--- Texto selecionado ---
Rosane Soares Santana

Vila de Subaúma, onde ficava engenho de mesmo nome de propriedade do deputado Manuel Vieira Tosta (foto: Reprodução)
Sinônimo de poder e de prestígio, o mandato de deputado e senador nem sempre foi a única atividade exercida pelos parlamentares brasileiros no Império (1822-1889). Muitos deles eram proprietários de terra eleitos para as assembléias provinciais, Câmara dos Deputados e Senado em função do poder econômico, num país onde 70% das rendas do Governo Geral provinham da agricultura de exportação e 90% da população vivia na zona rural sob influência desse potentado.
Também havia padres, médicos, comerciantes e burocratas - magistrados e funcionários públicos - entre os parlamentares do período, com a supremacia dos últimos, no fim da Regência e o início do Segundo Reinado (1840). Enquanto o número de proprietários foi reduzido e o de comerciantes praticamente desapareceu, o número de funcionários públicos experimentou um vertiginoso acréscimo no Parlamento.
--- Dados registrados ---
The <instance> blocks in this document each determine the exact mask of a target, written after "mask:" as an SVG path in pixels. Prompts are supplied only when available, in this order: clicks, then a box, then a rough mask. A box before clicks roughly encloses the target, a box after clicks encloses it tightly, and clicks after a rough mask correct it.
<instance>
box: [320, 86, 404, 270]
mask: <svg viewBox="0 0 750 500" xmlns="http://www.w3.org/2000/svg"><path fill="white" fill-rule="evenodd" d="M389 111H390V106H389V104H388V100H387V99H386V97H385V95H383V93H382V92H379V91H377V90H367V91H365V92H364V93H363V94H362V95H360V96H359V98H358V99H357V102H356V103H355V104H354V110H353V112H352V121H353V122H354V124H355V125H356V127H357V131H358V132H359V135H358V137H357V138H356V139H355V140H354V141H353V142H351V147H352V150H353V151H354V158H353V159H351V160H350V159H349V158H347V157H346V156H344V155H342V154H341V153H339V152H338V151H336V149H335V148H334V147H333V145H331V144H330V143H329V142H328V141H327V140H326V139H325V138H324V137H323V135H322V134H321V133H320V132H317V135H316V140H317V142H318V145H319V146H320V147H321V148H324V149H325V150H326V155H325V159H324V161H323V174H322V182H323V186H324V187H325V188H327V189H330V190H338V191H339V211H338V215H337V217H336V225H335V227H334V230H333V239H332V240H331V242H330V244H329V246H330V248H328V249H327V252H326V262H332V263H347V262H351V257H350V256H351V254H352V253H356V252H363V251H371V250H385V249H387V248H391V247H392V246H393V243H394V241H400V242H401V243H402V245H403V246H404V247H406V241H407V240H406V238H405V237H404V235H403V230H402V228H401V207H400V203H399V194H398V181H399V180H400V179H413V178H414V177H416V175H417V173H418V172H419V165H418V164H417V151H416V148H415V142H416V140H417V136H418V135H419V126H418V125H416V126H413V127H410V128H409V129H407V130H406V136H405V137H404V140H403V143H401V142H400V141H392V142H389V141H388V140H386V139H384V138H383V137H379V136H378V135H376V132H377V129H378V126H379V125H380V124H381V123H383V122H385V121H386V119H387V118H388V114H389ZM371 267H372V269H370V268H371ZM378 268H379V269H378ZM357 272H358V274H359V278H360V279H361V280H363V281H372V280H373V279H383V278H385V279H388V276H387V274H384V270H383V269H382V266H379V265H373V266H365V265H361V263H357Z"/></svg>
---
◆ **Instruções**:
1. Traduza para o inglês esta frase do texto sobre os parlamentares do Império: "Enquanto o número de proprietários foi reduzido e o de comerciantes praticamente desapareceu, o número de funcionários públicos experimentou um vertiginoso acréscimo no Parlamento."
2. Retome o texto sobre os parlamentares do Império logo após a última frase e escreva a continuação.

◆ **Respostas numeradas**:
1. While the number of landowners was reduced and that of merchants practically disappeared, the number of civil servants underwent a dizzying increase in Parliament.

2.
O fenômeno refletiu um aumento da demanda e a valorização do emprego público no processo de centralização administrativa, iniciado a partir de 1837, com o regresso conservador, como registrou o historiador e cientista político José Murillo de Carvalho em "A Construção da Ordem - a elite política imperial".
PROPRIETÁRIOS SAEM DE CENA
Os proprientários rurais, a partir do final da Regência, retiraram-se do Parlamento em favor dos filhos bacharéis treinados na Europa e, posteriormente, no Brasil, para tarefas administrativas. É o fenômeno do absenteísmo registrado por Maria Isaura Pereira de Queirós. Todavia, isso não resultou em um vínculo automático de interesses entre pais e filhos e, por conseguinte, na continuidade de mando da família patriarcal, representada pelos proprietários rurais, na ordem pública - a exemplo do que ocorria nas Câmaras municipais no período colonial - como defendem autores como Maria Isaura e Nestor Duarte.
O novo grupo dominante, especialmente os parlamentares bacharéis formados em Coimbra, além daqueles que estudaram nas universidades brasileiras, conhecia as limitações do poder local para o enfrentamento de questões mais amplas, como as exigências da nova ordem mundial marcada pela ascensão do capitalismo industrial.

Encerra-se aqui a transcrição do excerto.